───── Data shown

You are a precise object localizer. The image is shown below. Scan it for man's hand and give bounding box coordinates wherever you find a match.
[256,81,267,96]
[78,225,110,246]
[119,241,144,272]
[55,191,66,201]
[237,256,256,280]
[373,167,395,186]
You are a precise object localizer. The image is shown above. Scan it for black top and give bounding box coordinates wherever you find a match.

──────────
───── Data shown

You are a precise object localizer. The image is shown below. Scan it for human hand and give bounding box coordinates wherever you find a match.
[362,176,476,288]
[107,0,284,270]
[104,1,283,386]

──────────
───── Data shown

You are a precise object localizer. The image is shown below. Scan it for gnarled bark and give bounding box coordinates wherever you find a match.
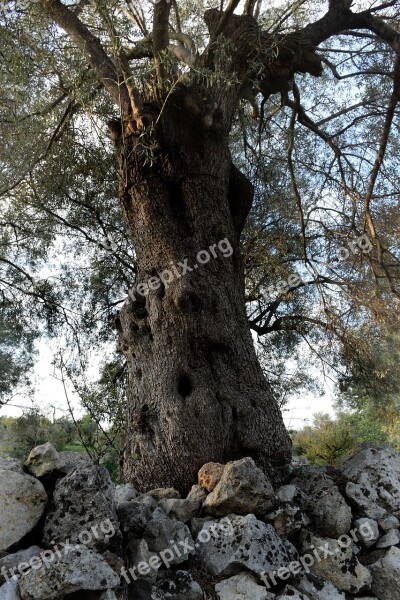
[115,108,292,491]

──────────

* [Problem to solve]
From the records above, retype only the lines starting at the line that contains "it for man's" and ending at the line that contains "You are a precise object localizer. The image is shown above.", both included.

* [Result]
You are a precise object localizer. The image is shown below. Scan it for man's hand and give bounding box coordinates wherever you find a match.
[256,81,267,96]
[78,225,110,246]
[119,241,144,272]
[55,191,66,201]
[237,256,256,280]
[373,167,395,186]
You are a precise object localizer. The image is shown above. Scan it for black top and give bounding box coordinates wherever you find a match.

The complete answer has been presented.